Copy the listing below, swapping every "keypoint" for "marker" and keeping everything else the same. Leave the pictures out.
## begin Records shown
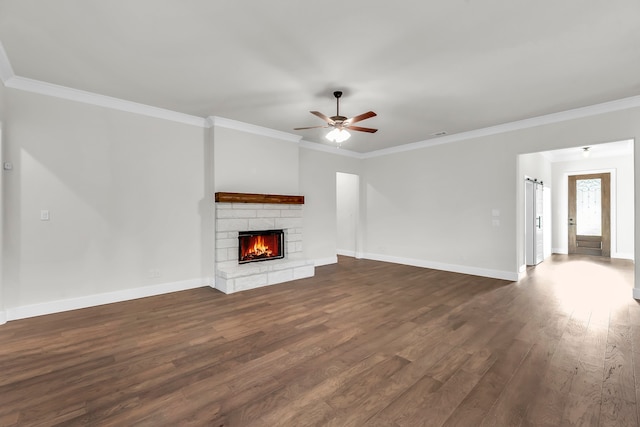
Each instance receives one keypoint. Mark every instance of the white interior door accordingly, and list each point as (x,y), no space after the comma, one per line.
(347,211)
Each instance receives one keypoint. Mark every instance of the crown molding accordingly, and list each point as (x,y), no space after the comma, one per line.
(576,113)
(10,80)
(333,150)
(49,89)
(212,121)
(6,71)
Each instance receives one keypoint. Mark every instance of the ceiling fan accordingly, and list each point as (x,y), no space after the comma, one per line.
(341,123)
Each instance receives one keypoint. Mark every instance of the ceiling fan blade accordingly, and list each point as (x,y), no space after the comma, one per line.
(311,127)
(322,116)
(361,129)
(361,117)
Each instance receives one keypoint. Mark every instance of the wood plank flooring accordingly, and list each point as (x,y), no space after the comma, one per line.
(363,343)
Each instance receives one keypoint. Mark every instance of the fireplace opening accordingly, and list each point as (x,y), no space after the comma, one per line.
(261,245)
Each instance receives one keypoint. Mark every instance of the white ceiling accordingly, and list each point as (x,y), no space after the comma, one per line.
(599,151)
(423,66)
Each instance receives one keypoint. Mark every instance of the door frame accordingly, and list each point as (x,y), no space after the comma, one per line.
(608,215)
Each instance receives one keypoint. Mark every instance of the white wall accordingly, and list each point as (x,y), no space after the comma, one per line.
(433,206)
(318,185)
(622,245)
(347,217)
(3,314)
(250,163)
(124,193)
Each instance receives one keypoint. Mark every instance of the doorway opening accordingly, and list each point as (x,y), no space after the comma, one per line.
(589,223)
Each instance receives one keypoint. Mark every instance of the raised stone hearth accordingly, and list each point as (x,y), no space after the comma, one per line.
(237,212)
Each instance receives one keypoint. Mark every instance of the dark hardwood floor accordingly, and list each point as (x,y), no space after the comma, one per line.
(361,343)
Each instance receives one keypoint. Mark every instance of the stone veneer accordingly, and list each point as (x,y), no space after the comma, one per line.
(232,218)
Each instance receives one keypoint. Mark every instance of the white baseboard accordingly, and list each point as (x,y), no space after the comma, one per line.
(325,261)
(512,276)
(346,252)
(58,306)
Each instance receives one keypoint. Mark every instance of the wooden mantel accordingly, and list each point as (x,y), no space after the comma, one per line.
(258,198)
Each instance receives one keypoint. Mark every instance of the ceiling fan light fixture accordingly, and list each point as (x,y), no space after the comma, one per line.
(338,135)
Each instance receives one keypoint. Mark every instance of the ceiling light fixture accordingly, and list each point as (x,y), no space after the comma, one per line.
## end Records shown
• _Solution to this task_:
Each instance receives one marker. Mark every instance of the white interior door accordingly, and list each point as (x,y), no space after the comma, one per line.
(347,211)
Each instance receives one marker. Mark every instance of the crown molding accordingly, and list each point as (x,y), no space after the comma, one per line.
(576,113)
(10,80)
(333,150)
(49,89)
(212,121)
(6,71)
Each instance receives one marker. Mark every instance of the ceiling fan accordingly, and list each point as (x,y), no space after the comma, one per line.
(341,123)
Each instance receives one marker. Mark every instance of the ceiling fan blade accordingly, and list each point as (x,y), no space after the comma, one per line.
(311,127)
(322,116)
(361,129)
(361,117)
Each instance receives one marker. Mark every instance of the wood plank flooring accordingly, and list each point as (x,y), no space after the comma, one per line.
(363,343)
Each instance receives one marker. Mark every instance of the fireplace opening accordingly, and list each point as (x,y), no space after the comma, one per line.
(261,245)
Each instance receives one marker. Mark every instance of the white ceiling accordingly, and list each point as (x,y), no space after the comma, one per line.
(599,151)
(423,66)
Each instance receives one marker. Mark every instance of the door frame accordingly, and list each point as (x,y), no space after the comma, one per line.
(608,215)
Each instance receives one marker. Mark every instance of the white wall accordingly, and list each point as (x,y), no space after the comma, one per line.
(433,206)
(318,185)
(622,245)
(347,217)
(3,314)
(250,163)
(124,193)
Each instance receives one marker. Mark every instance of the doorway opening accordingly, and list each point as (x,y), no space after the comma, one per line.
(589,223)
Each instance receives one marker. Mark every instance of the raised stone hearth accordingly, and list each point as (x,y), no space after the comma, one per line.
(237,212)
Each instance receives one marker. Mark every instance of the dark hardwood floor accordingly, and list each point as (x,y), no space after the comma, one per line.
(361,343)
Each instance receives one marker. Mark every instance of the stone veneer accordingly, and list each point as (x,y), no space after the comma, one per line.
(232,218)
Each instance receives one marker. Mark every instance of the white baseboard accordingly, and list each point as (x,y), no space after the comma, one per line.
(325,261)
(512,276)
(346,252)
(58,306)
Each instance receives one marker. Mark every instance of the wooden mantel accordingly, and list each point as (x,y), no space after the comma, one per line.
(258,198)
Each instance receives one marker. Mark every instance of the ceiling fan light fixture accordingly, and list each point as (x,y), no space after the comma, one per line.
(338,135)
Each instance receives one marker. Mark every instance of the ceiling light fixture accordingly, and list each point as (x,y), no space after the comma, one per line.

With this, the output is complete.